* [Testo scelto]:

Tra erudizione e nuova scienza: i Lincei Riminesi di Giovanni
Bianchi (1745)
di Antonio Montanari
4. Per una cultura "aristocratica"
L'atteggiamento di Bianchi, che abbiamo fin qui esaminato,
richiama un passo del celebre Discours preliminaire dell'Encyclopédie
di d'Alembert: "Non c'è dotto che non ponga volentieri
al centro di tutte le scienze quella della quale egli stesso
si occupa, press'a poco come i primi uomini si ponevano al
centro del mondo, convinti che l'universo fosse fatto per
loro" 69.
Su questa linea si situa la prima legge lincea che, attribuendo
all'Accademia planchiana la qualifica di "aristocratica",
corrisponde al "carattere esclusivista" del rifondatore
ed alla "tendenza, del resto già evidente nella
scelta dei "suoi" Lincei e nelle vicende del sodalizio,
a contenere nella sua cerchia illustre, ma assai ristretta"
70 ogni
collaborazione. L'intrinseca suggestione della figura del
dotto ha stretta correlazione, in Planco, con questa sua psicologia
"esclusivista". In tale contesto, il termine "aristocratico"
finisce per essere tout court sinonimo di "dogmatico",
riducendo l'orizzonte scientifico a quello personale del rifondatore.

* [Compiti scritti]:
A: Riporta il testo scelto, tutto da "Su questa linea" fino a "personale del rifondatore.", sostituendo "rifondatore" con "restauratore".
B: Estrai dai record ogni riga che contiene la parola "rocky".

* [Record forniti]:
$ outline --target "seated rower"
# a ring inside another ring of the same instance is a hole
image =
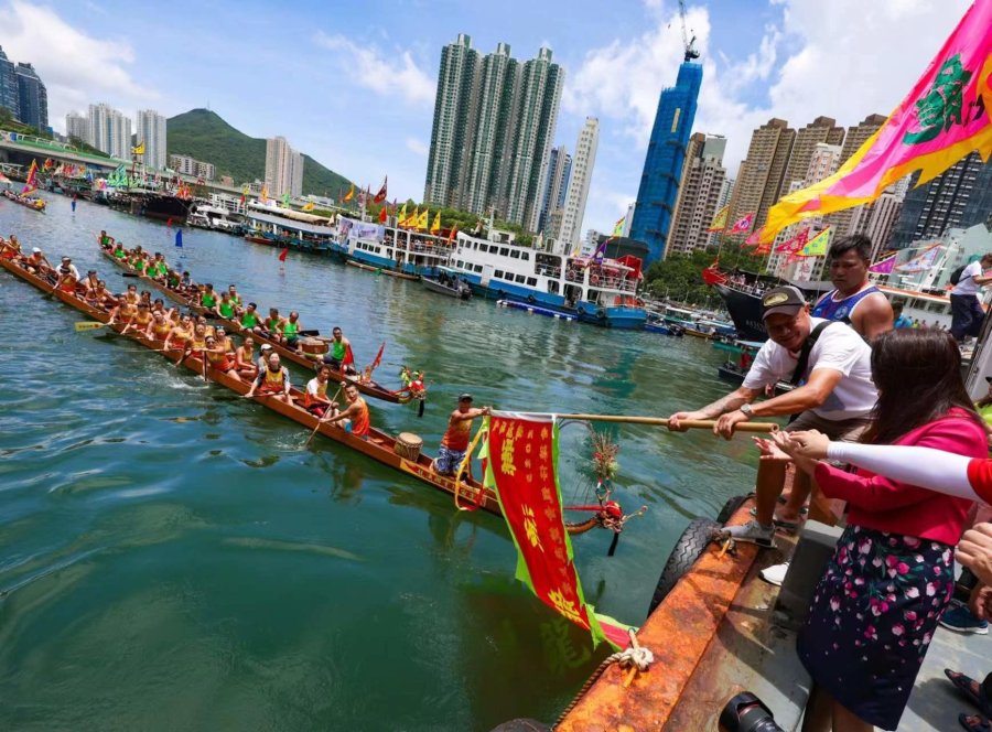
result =
[[[237,348],[235,348],[235,368],[246,381],[251,381],[258,376],[258,366],[255,365],[255,338],[246,335]]]
[[[306,390],[303,392],[303,400],[300,406],[311,415],[323,417],[331,406],[327,399],[327,380],[331,378],[331,369],[327,366],[321,366],[317,375],[306,383]]]
[[[489,413],[488,407],[482,409],[472,408],[472,395],[463,394],[459,397],[459,408],[448,417],[448,431],[441,438],[441,446],[434,459],[432,469],[439,475],[454,475],[472,439],[472,420]]]
[[[207,336],[204,355],[207,359],[207,366],[212,369],[224,373],[235,381],[241,380],[241,377],[238,376],[238,370],[235,368],[230,352],[215,336]]]
[[[368,418],[368,405],[358,392],[358,387],[354,384],[347,384],[344,387],[345,401],[348,406],[344,410],[337,410],[337,402],[331,402],[331,416],[321,418],[322,422],[341,422],[346,432],[351,432],[356,438],[368,440],[368,431],[370,429]]]
[[[352,342],[344,337],[341,327],[334,326],[331,332],[331,349],[324,354],[324,363],[345,375],[355,374],[355,356],[352,354]]]
[[[259,396],[270,395],[292,406],[293,398],[290,395],[290,388],[289,369],[280,363],[278,353],[270,352],[265,369],[259,372],[245,396],[250,399],[256,392]]]
[[[230,301],[229,292],[220,293],[220,302],[218,302],[216,304],[216,306],[214,308],[214,313],[218,317],[223,317],[224,320],[234,320],[235,306],[234,306],[234,303]]]
[[[300,313],[295,310],[290,316],[282,322],[282,342],[290,348],[296,347],[296,341],[300,340],[300,331],[303,326],[300,324]]]
[[[285,319],[279,316],[279,309],[269,308],[269,316],[266,319],[266,322],[262,323],[263,335],[270,341],[282,343],[282,325],[284,323]]]

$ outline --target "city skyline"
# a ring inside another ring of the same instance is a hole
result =
[[[864,8],[842,1],[823,13],[811,0],[747,8],[690,2],[688,23],[704,66],[693,131],[726,137],[725,166],[736,177],[751,130],[770,117],[806,123],[822,114],[850,127],[873,111],[887,112],[967,4]],[[570,143],[586,116],[600,118],[583,227],[610,230],[636,197],[658,94],[673,84],[682,55],[673,3],[621,2],[613,10],[604,23],[592,3],[454,7],[443,17],[428,13],[430,31],[411,37],[401,22],[406,13],[385,7],[346,9],[332,19],[304,1],[283,18],[261,4],[222,2],[190,39],[192,53],[177,57],[169,44],[137,50],[121,41],[163,32],[151,9],[136,8],[123,18],[82,6],[8,0],[0,1],[0,44],[10,57],[34,63],[48,86],[56,129],[65,112],[85,109],[91,99],[131,116],[148,107],[169,117],[211,107],[252,137],[284,134],[356,181],[388,173],[390,197],[417,200],[441,47],[462,32],[486,50],[506,41],[521,57],[547,43],[565,72],[552,142]],[[855,11],[860,22],[850,23]],[[233,12],[247,19],[238,33],[224,31]],[[43,57],[39,47],[66,51]],[[195,73],[204,66],[218,75]],[[314,75],[320,95],[309,88]],[[215,79],[222,77],[219,85]],[[851,84],[852,78],[860,83]],[[261,87],[274,94],[269,104],[245,104]]]

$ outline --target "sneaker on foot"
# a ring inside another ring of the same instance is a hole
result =
[[[759,547],[770,547],[775,538],[774,526],[762,526],[757,521],[747,521],[740,526],[724,526],[723,532],[734,541],[746,541]]]
[[[777,588],[781,586],[781,583],[785,581],[785,575],[789,571],[789,563],[784,562],[781,564],[773,564],[772,567],[766,567],[761,571],[762,579],[769,584],[774,584]]]
[[[940,624],[958,633],[974,635],[988,635],[989,633],[989,621],[980,621],[971,613],[968,605],[963,605],[957,600],[952,601],[950,607],[944,613]]]

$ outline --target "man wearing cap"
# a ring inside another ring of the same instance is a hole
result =
[[[459,408],[448,418],[448,431],[441,438],[441,448],[434,459],[433,470],[440,475],[454,475],[465,459],[472,434],[472,420],[488,415],[489,408],[472,408],[472,395],[459,397]]]
[[[680,420],[719,418],[714,433],[730,439],[740,422],[797,415],[786,430],[819,430],[832,440],[855,442],[867,428],[878,397],[867,343],[845,323],[811,317],[802,293],[794,287],[768,290],[762,298],[762,309],[769,340],[758,351],[741,387],[702,409],[672,415],[669,428],[680,429]],[[802,384],[752,407],[766,386],[780,380]],[[766,488],[763,493],[762,487],[756,500],[757,520],[732,527],[729,532],[738,540],[770,547],[775,521],[798,525],[810,483],[805,473],[796,474],[789,502],[777,519],[774,509],[781,485],[774,492]]]

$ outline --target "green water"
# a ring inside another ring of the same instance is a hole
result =
[[[175,260],[161,224],[47,196],[0,200],[0,232],[114,288],[106,228]],[[370,401],[375,424],[433,451],[454,397],[560,412],[667,415],[724,391],[720,352],[428,293],[323,258],[184,232],[182,265],[261,308],[339,324],[377,375],[428,373],[423,419]],[[0,271],[0,729],[487,730],[553,720],[595,668],[587,636],[514,581],[502,519],[144,348],[76,333],[75,311]],[[299,376],[296,377],[298,381]],[[744,440],[622,428],[628,525],[574,541],[586,599],[639,624],[686,524],[747,489]],[[562,432],[562,489],[582,499],[584,430]]]

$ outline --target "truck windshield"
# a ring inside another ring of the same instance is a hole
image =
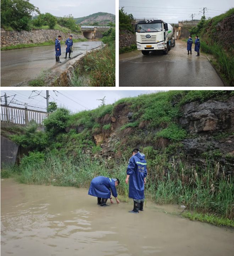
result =
[[[140,33],[157,32],[162,30],[162,23],[146,23],[138,24],[136,32]]]

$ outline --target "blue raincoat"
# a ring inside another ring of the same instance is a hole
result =
[[[113,197],[117,197],[115,182],[113,179],[104,176],[98,176],[92,180],[88,194],[98,197],[109,198],[111,191]]]
[[[187,50],[192,50],[192,44],[193,44],[193,39],[189,38],[187,41]]]
[[[130,158],[127,173],[130,175],[129,197],[135,200],[144,199],[144,178],[147,170],[144,154],[138,152]]]
[[[72,39],[71,40],[68,37],[66,40],[65,44],[67,46],[66,48],[66,52],[69,53],[70,51],[71,52],[72,46],[73,45],[73,41]]]
[[[58,50],[57,49],[59,49]],[[55,40],[55,56],[56,57],[59,57],[61,55],[61,46],[60,46],[60,41],[58,38]]]
[[[195,52],[199,52],[200,50],[200,39],[199,37],[195,40]]]

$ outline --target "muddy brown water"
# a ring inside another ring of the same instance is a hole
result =
[[[137,214],[132,202],[101,207],[87,194],[2,180],[1,256],[233,255],[233,229],[167,213],[181,210],[173,206],[147,202]]]

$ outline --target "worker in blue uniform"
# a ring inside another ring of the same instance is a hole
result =
[[[187,41],[187,50],[188,51],[188,54],[189,54],[189,51],[190,51],[190,54],[192,54],[192,44],[193,44],[193,39],[191,36],[189,37],[189,39]]]
[[[72,36],[71,35],[67,39],[65,42],[65,44],[66,45],[66,55],[65,58],[67,58],[67,55],[68,53],[69,53],[69,55],[68,58],[69,59],[71,59],[71,53],[72,52],[72,47],[73,45]]]
[[[200,56],[200,39],[198,37],[198,36],[196,36],[195,37],[196,40],[195,40],[195,52],[196,52],[197,53],[196,56]]]
[[[61,46],[60,45],[60,40],[62,37],[58,36],[58,38],[55,40],[55,58],[57,62],[61,63],[59,59],[59,56],[61,55]]]
[[[90,196],[98,197],[98,204],[101,206],[106,206],[108,198],[110,198],[111,203],[114,202],[111,197],[111,193],[115,198],[116,203],[119,203],[116,186],[119,184],[118,178],[111,178],[104,176],[98,176],[94,178],[91,181],[88,194]]]
[[[140,153],[138,149],[133,149],[132,153],[127,168],[125,182],[128,184],[129,179],[128,197],[133,199],[133,209],[129,212],[136,213],[139,213],[139,210],[143,210],[147,170],[145,155]]]

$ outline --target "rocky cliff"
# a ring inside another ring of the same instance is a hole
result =
[[[184,105],[176,122],[187,135],[176,142],[163,136],[155,139],[157,133],[166,124],[152,128],[149,121],[131,127],[135,114],[131,104],[124,103],[115,106],[111,114],[96,119],[101,127],[110,126],[108,129],[99,129],[93,132],[94,141],[101,148],[95,157],[120,158],[130,148],[137,147],[144,153],[144,149],[150,146],[158,154],[166,150],[169,158],[183,156],[191,165],[202,166],[208,159],[219,162],[225,172],[234,171],[234,97]],[[126,125],[129,127],[122,129]],[[79,133],[85,127],[82,125],[76,129]]]

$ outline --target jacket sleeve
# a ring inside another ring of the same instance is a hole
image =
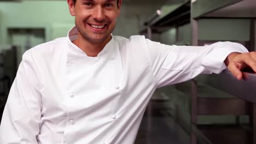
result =
[[[200,74],[220,73],[226,69],[224,61],[229,53],[248,52],[243,45],[229,41],[189,46],[146,41],[158,87],[184,82]]]
[[[23,56],[0,126],[0,143],[37,143],[42,104],[31,57]]]

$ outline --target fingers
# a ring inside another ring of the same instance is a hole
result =
[[[234,76],[238,80],[242,80],[242,74],[238,67],[240,67],[236,65],[235,63],[230,63],[228,67],[228,69],[230,71]]]
[[[243,58],[243,59],[245,63],[256,73],[256,54],[253,55],[252,53],[252,52],[249,53],[249,55],[245,56],[245,57]]]

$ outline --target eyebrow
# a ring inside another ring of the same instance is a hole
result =
[[[87,2],[95,2],[95,0],[83,0],[83,1],[87,1]],[[115,0],[106,0],[105,2],[115,2]]]
[[[106,0],[106,2],[115,2],[115,0]]]

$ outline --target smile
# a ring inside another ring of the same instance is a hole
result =
[[[103,28],[106,25],[101,25],[101,26],[97,26],[97,25],[91,25],[91,24],[89,24],[91,27],[95,28]]]

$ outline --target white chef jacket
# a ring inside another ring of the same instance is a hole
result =
[[[219,73],[241,45],[170,46],[143,36],[113,37],[96,57],[67,38],[23,56],[5,105],[0,143],[133,143],[158,87]]]

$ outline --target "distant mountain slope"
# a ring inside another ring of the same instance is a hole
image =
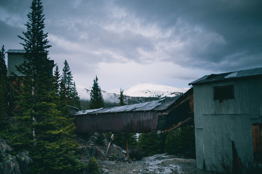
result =
[[[76,90],[81,100],[90,100],[92,88],[76,85]],[[102,91],[105,102],[118,102],[119,94]],[[130,104],[141,103],[158,100],[164,97],[175,97],[186,91],[179,88],[164,85],[144,84],[135,85],[126,90],[124,94]],[[127,102],[127,101],[126,102]]]
[[[172,87],[152,84],[143,84],[133,86],[124,90],[124,94],[130,97],[172,97],[186,91]]]

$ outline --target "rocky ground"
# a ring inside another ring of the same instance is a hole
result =
[[[157,154],[138,161],[98,160],[103,174],[197,173],[195,160],[181,158],[166,154]]]
[[[97,159],[104,174],[197,173],[195,160],[166,153],[144,157],[140,160],[130,159],[128,163],[125,150],[113,144],[107,160],[104,160],[108,142],[104,146],[94,144],[96,136],[93,135],[84,138],[76,136],[76,139],[80,145],[79,152],[82,160],[87,162],[93,155]]]

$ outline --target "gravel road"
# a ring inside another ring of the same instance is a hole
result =
[[[158,154],[138,161],[127,162],[98,160],[104,174],[125,173],[197,173],[195,160],[166,154]]]

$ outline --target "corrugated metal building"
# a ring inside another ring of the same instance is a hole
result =
[[[206,75],[189,84],[198,173],[222,169],[227,157],[237,172],[261,163],[262,68]]]
[[[194,119],[193,89],[175,97],[72,115],[77,132],[165,132]]]
[[[8,87],[8,90],[9,95],[7,97],[8,109],[9,110],[14,111],[16,109],[17,105],[14,103],[14,96],[19,95],[19,92],[14,89],[14,86],[21,86],[22,84],[18,83],[17,77],[13,75],[14,73],[18,76],[22,77],[23,75],[17,71],[16,66],[18,66],[24,62],[25,59],[24,56],[26,50],[24,50],[9,49],[6,52],[7,53],[7,76],[10,82]],[[54,65],[54,60],[49,60],[49,63],[51,65]],[[53,69],[49,70],[50,76],[53,76]]]

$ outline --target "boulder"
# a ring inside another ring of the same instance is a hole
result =
[[[28,173],[27,166],[33,160],[28,156],[27,152],[19,152],[14,156],[10,154],[13,150],[5,140],[0,139],[0,173]]]

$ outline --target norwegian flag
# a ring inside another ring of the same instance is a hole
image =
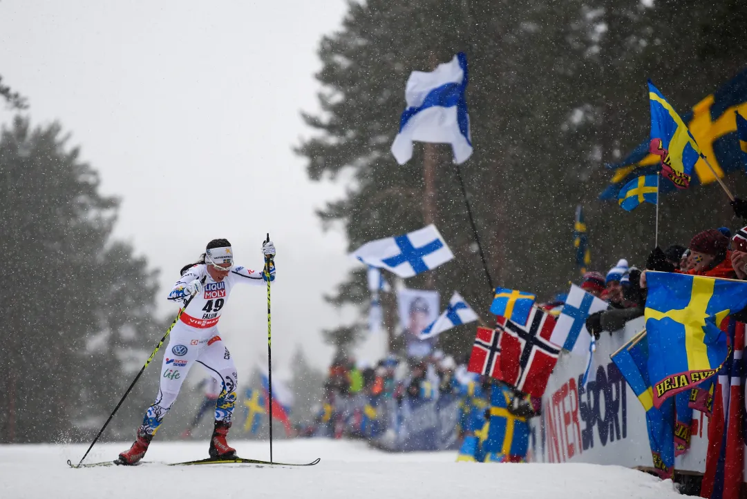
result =
[[[555,368],[560,348],[550,342],[555,318],[532,307],[525,325],[498,318],[504,333],[500,339],[500,371],[503,380],[534,397],[542,397]]]
[[[708,420],[705,473],[701,485],[701,496],[710,499],[738,499],[744,469],[742,375],[745,324],[731,320],[728,338],[734,351],[719,372],[719,380],[715,383],[713,414]]]
[[[472,345],[467,370],[478,374],[486,374],[497,380],[500,376],[500,336],[503,329],[477,327],[477,337]]]

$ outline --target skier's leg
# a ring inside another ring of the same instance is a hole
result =
[[[197,360],[223,386],[215,404],[215,426],[210,440],[210,456],[227,458],[236,455],[235,449],[228,445],[226,437],[231,428],[234,406],[236,404],[236,386],[238,380],[236,366],[231,353],[223,340],[213,342],[203,350]]]
[[[176,400],[190,368],[199,356],[200,346],[190,345],[194,333],[187,330],[186,326],[180,326],[177,324],[172,330],[169,345],[164,354],[155,401],[146,409],[132,447],[120,454],[119,462],[122,464],[134,464],[143,459],[164,417]]]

* [Risultati dell'esercizio]:
A:
Su questa linea si situa la prima legge lincea che, attribuendo
all'Accademia planchiana la qualifica di "aristocratica",
corrisponde al "carattere esclusivista" del restauratore
ed alla "tendenza, del resto già evidente nella
scelta dei "suoi" Lincei e nelle vicende del sodalizio,
a contenere nella sua cerchia illustre, ma assai ristretta"
70 ogni
collaborazione. L'intrinseca suggestione della figura del
dotto ha stretta correlazione, in Planco, con questa sua psicologia
"esclusivista". In tale contesto, il termine "aristocratico"
finisce per essere tout court sinonimo di "dogmatico",
riducendo l'orizzonte scientifico a quello personale del restauratore.

B:
$ outline --target "rocky cliff"
$ outline --target "rocky ground"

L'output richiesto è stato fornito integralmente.